* [What you will do]
Transcribe only the lines of the listing below from the one holding "shape [[389, 200]]." through the one holding "shape [[99, 60]].", inclusive, without any change.

* [Material provided]

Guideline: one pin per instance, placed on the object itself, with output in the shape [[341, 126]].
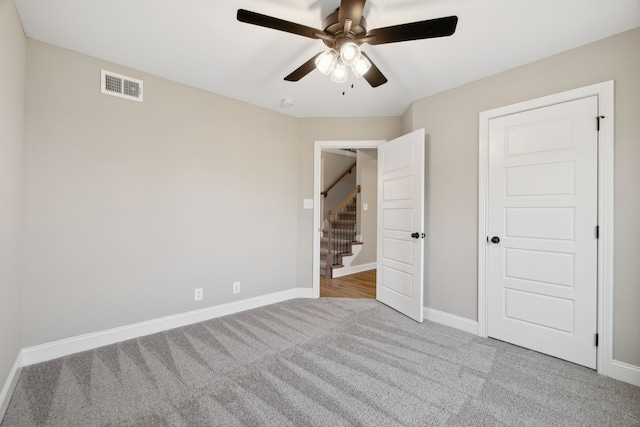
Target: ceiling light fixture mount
[[344, 49]]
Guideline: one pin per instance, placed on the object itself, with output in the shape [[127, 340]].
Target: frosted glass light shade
[[326, 62], [361, 67], [340, 73], [349, 53]]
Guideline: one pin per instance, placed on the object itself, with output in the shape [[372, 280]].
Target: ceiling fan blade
[[303, 70], [440, 27], [351, 9], [374, 76], [278, 24]]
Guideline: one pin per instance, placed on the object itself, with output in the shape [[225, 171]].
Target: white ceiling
[[200, 43]]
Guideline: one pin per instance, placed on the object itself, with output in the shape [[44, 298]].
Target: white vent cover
[[121, 86]]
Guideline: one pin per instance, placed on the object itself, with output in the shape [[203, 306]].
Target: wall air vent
[[121, 86]]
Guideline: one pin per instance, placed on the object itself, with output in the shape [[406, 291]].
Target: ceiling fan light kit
[[327, 61], [345, 30]]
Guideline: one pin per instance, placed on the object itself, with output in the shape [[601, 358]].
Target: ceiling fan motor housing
[[335, 29]]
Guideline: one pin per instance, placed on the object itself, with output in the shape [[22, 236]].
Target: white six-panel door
[[542, 207], [401, 214]]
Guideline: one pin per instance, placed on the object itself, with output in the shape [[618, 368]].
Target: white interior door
[[542, 207], [400, 259]]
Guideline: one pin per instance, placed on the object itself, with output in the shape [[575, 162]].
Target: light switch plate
[[307, 204]]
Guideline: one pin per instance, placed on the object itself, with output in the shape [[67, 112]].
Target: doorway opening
[[362, 282]]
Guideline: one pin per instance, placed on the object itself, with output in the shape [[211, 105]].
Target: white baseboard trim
[[10, 385], [451, 320], [625, 372], [64, 347]]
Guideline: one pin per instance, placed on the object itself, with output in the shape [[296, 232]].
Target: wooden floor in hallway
[[359, 285]]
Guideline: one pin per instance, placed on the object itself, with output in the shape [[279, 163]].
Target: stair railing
[[347, 172], [338, 235]]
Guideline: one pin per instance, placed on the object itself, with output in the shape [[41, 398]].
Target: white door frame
[[317, 156], [605, 93]]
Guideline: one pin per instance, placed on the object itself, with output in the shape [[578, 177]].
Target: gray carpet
[[325, 362]]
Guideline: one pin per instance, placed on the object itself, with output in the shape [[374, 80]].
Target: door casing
[[605, 93]]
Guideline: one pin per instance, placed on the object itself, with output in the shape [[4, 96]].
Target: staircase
[[338, 244]]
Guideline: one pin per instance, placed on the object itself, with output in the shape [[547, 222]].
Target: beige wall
[[131, 206], [12, 69], [451, 121], [329, 129]]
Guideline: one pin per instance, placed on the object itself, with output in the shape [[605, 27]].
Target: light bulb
[[361, 67], [350, 53], [326, 62], [340, 73]]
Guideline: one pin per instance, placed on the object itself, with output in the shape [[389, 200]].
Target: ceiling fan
[[344, 31]]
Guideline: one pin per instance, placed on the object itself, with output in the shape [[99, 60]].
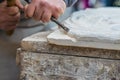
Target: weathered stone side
[[38, 43], [43, 66]]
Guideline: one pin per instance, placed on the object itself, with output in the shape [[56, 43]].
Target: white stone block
[[95, 28]]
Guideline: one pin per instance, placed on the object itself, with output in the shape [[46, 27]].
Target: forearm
[[70, 2]]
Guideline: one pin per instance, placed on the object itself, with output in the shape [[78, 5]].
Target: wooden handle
[[10, 3]]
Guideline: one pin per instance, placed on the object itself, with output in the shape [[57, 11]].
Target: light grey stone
[[38, 43], [40, 66]]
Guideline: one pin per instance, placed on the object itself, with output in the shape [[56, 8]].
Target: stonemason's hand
[[9, 16], [42, 10]]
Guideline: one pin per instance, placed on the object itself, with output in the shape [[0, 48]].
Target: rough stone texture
[[59, 38], [38, 43], [41, 66], [40, 60]]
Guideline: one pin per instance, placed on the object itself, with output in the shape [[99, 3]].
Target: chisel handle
[[10, 3]]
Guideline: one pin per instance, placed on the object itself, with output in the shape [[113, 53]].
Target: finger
[[3, 4], [46, 16], [8, 27], [25, 10], [13, 10], [30, 9], [18, 4], [56, 15], [38, 13]]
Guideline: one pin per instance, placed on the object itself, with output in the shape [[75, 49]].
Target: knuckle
[[43, 3]]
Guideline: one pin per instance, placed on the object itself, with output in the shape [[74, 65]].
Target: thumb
[[18, 4]]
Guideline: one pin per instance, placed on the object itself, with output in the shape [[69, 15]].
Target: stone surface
[[95, 28], [41, 66], [40, 60], [38, 43], [101, 24]]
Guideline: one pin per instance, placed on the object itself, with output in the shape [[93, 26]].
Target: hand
[[9, 16], [44, 9]]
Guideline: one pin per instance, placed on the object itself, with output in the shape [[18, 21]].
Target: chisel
[[10, 3], [66, 29]]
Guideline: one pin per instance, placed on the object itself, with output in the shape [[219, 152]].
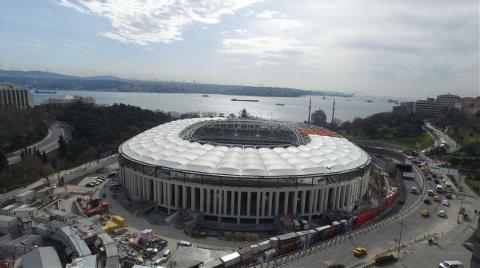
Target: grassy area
[[474, 184], [423, 141]]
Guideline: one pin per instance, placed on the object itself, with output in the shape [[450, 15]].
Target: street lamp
[[400, 239]]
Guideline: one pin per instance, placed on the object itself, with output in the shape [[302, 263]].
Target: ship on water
[[249, 100], [39, 91]]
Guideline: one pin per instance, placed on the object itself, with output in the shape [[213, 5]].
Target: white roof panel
[[163, 146]]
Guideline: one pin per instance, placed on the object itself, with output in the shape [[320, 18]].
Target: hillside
[[54, 81]]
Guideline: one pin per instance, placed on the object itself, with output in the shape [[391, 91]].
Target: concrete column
[[263, 201], [169, 198], [202, 201], [294, 203], [177, 193], [232, 203], [257, 218], [311, 200], [208, 200], [302, 202], [192, 198], [239, 206], [155, 191], [249, 196], [184, 203], [225, 202], [285, 207], [277, 203], [270, 203], [325, 198], [215, 202]]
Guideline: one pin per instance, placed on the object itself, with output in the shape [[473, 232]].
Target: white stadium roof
[[163, 146]]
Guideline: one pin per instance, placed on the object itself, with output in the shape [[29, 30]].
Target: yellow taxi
[[425, 213], [359, 251]]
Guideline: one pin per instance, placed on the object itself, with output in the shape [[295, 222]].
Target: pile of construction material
[[138, 248]]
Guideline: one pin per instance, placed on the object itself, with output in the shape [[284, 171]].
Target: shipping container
[[269, 254], [231, 259], [287, 243], [329, 232], [319, 234], [274, 242], [254, 248], [264, 245]]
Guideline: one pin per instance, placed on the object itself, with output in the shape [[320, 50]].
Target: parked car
[[451, 264], [468, 245], [184, 243], [442, 213], [425, 213], [359, 251]]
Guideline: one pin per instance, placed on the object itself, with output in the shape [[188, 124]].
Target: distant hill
[[53, 81]]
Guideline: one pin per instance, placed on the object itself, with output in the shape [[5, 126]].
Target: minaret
[[309, 110], [333, 111]]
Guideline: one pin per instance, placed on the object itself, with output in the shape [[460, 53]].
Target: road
[[69, 175], [48, 144], [452, 146], [414, 227]]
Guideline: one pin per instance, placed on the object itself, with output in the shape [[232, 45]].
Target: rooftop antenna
[[333, 111], [309, 110]]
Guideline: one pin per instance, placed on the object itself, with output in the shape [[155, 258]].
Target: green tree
[[244, 113], [62, 146], [319, 118], [3, 161]]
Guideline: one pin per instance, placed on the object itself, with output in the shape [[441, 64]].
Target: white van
[[296, 225], [166, 253], [184, 243], [439, 188], [451, 264]]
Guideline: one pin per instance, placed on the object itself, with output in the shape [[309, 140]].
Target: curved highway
[[48, 144]]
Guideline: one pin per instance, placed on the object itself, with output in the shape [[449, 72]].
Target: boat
[[249, 100], [38, 91]]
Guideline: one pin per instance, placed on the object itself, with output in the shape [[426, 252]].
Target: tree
[[3, 161], [244, 113], [62, 146], [319, 118], [44, 158]]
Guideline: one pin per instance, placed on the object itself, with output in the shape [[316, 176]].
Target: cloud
[[266, 46], [267, 14], [161, 21]]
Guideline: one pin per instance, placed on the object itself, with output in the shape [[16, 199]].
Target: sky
[[404, 48]]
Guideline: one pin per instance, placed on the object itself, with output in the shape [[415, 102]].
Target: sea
[[293, 109]]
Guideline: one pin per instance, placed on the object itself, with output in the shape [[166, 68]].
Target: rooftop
[[166, 146]]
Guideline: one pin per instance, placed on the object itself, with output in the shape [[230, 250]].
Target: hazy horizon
[[397, 48]]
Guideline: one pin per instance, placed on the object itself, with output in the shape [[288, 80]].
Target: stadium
[[243, 171]]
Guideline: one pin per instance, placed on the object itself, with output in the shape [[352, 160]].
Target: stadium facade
[[244, 171]]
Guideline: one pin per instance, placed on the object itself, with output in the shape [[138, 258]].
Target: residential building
[[429, 107], [404, 107], [12, 96], [469, 105], [448, 100]]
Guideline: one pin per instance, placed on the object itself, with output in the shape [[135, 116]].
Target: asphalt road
[[48, 144], [414, 227], [452, 145]]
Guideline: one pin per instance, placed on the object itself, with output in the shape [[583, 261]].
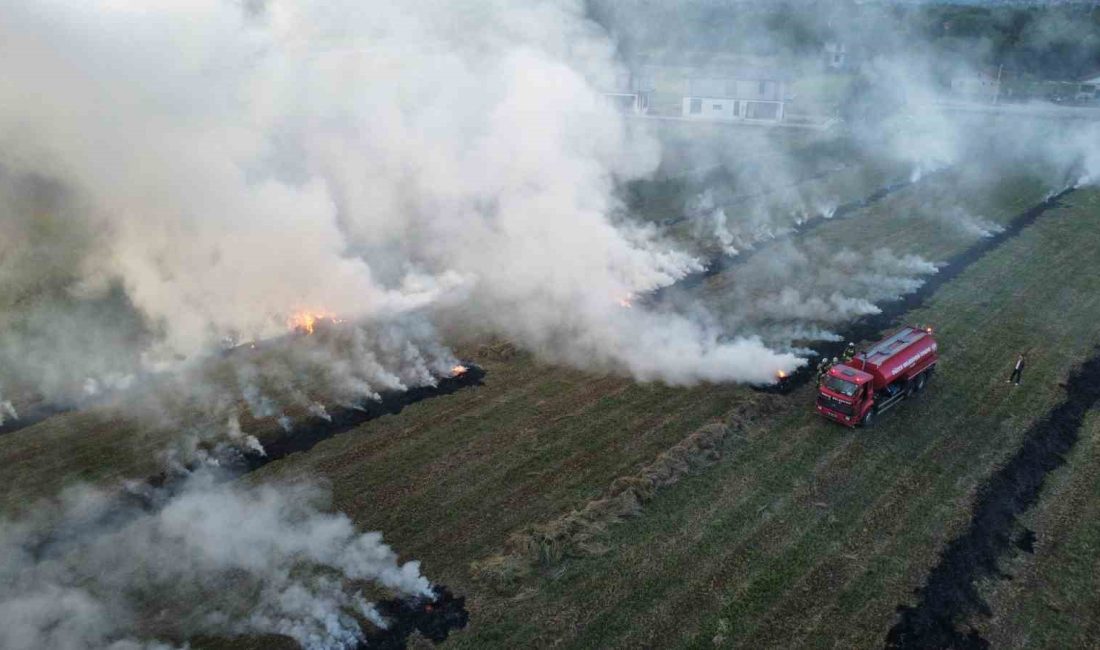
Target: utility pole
[[997, 91]]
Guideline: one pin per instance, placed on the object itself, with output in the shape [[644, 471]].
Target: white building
[[1088, 89], [754, 97], [630, 91], [979, 87], [836, 55]]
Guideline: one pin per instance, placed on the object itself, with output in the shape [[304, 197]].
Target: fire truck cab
[[898, 366]]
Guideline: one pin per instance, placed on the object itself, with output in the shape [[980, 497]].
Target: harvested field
[[741, 550]]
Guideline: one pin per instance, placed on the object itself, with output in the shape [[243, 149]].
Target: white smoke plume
[[794, 292], [215, 559], [237, 164]]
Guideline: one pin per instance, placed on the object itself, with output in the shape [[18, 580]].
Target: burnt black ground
[[949, 595], [871, 327], [305, 436], [33, 416], [723, 263], [435, 618]]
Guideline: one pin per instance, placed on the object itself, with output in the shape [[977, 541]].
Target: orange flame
[[306, 321]]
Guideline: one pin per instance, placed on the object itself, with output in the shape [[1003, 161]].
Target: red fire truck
[[858, 390]]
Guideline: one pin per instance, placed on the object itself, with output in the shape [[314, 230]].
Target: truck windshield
[[838, 385]]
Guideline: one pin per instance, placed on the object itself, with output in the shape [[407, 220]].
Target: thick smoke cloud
[[89, 572], [375, 161]]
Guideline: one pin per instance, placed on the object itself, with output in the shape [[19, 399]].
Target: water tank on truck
[[858, 390]]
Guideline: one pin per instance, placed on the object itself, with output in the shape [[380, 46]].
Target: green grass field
[[802, 535]]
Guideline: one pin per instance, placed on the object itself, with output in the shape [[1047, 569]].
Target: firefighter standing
[[1018, 371]]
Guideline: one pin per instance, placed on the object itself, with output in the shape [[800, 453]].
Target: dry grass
[[581, 531]]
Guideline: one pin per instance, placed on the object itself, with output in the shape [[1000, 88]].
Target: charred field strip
[[870, 327], [305, 436], [949, 594], [722, 263]]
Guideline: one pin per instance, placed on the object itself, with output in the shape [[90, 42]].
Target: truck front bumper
[[837, 417]]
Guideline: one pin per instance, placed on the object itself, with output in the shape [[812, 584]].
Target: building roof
[[725, 86]]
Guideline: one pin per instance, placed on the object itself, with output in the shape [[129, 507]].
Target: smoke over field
[[222, 219], [87, 572]]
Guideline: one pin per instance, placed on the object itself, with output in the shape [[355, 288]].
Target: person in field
[[1018, 370]]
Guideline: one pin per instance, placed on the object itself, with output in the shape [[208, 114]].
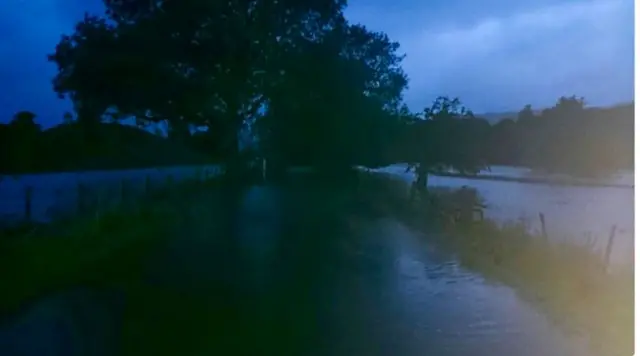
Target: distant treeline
[[567, 138], [26, 148], [315, 89]]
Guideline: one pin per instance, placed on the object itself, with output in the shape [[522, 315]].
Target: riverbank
[[571, 182], [37, 260], [568, 280]]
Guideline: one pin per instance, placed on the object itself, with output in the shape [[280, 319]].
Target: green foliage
[[64, 148], [566, 138]]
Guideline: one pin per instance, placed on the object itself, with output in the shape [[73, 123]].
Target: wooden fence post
[[147, 185], [80, 198], [123, 191], [607, 256], [28, 199], [543, 226]]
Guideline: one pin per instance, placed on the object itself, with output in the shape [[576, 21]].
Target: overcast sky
[[495, 55]]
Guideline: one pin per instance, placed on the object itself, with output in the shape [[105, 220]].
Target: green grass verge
[[564, 277]]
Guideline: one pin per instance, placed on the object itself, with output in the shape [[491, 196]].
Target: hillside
[[65, 148]]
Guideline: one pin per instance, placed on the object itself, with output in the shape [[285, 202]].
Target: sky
[[495, 55]]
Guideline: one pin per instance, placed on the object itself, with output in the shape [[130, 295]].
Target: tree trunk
[[422, 178]]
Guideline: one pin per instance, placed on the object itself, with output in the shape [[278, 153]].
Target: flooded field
[[302, 269], [570, 212]]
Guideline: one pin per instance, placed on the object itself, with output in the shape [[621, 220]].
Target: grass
[[115, 253], [566, 278]]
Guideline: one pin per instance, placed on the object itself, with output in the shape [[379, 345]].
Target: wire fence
[[51, 201]]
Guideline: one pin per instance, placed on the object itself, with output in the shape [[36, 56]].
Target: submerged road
[[305, 269], [310, 272]]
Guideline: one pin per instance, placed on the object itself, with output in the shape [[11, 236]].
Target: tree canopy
[[311, 87]]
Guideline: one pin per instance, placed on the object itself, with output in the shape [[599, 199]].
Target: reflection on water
[[309, 274], [384, 290], [571, 212]]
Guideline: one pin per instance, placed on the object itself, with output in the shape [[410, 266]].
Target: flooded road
[[306, 269], [311, 273]]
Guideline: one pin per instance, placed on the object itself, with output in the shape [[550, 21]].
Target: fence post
[[607, 256], [147, 184], [28, 198], [80, 198], [123, 191], [543, 226]]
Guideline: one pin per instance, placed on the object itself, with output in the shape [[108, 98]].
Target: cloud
[[532, 55]]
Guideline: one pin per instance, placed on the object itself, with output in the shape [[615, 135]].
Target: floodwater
[[575, 212], [320, 276], [310, 271]]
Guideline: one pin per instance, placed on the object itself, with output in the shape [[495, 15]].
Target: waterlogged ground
[[303, 269]]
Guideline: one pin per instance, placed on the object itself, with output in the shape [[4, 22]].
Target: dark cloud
[[495, 54], [498, 56]]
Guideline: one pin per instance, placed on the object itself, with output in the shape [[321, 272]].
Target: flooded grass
[[114, 255], [45, 259], [565, 277]]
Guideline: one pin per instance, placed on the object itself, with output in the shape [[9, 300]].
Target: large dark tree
[[446, 137], [189, 61], [334, 106]]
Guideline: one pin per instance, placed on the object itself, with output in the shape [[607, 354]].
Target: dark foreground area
[[302, 268]]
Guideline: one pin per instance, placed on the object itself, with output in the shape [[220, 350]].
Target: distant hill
[[64, 148]]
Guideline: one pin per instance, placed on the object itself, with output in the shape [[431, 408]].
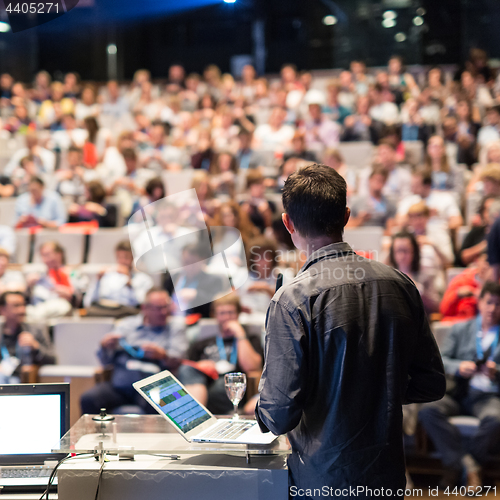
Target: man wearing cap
[[320, 132]]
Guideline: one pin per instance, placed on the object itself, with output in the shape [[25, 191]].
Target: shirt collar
[[329, 251]]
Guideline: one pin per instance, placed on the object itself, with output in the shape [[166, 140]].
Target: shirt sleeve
[[280, 404]]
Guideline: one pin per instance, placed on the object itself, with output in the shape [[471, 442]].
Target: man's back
[[351, 343]]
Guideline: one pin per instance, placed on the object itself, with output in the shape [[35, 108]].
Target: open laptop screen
[[33, 418], [171, 398]]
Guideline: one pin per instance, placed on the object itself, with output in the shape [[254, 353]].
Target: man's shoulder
[[329, 274]]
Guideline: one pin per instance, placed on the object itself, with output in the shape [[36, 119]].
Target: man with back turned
[[347, 344]]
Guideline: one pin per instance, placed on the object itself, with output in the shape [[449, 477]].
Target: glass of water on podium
[[236, 385]]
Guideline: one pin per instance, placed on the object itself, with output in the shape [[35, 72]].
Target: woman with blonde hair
[[445, 177], [223, 170]]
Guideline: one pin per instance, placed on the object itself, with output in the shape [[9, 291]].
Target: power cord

* [Finished task]
Guideline: one pin per instance, placed on the object itself, with output in the shape [[389, 200]].
Target: ceiling fan
[[344, 31]]
Guideline: one pin per instance, placed on the object itself, with output in the shape [[99, 60]].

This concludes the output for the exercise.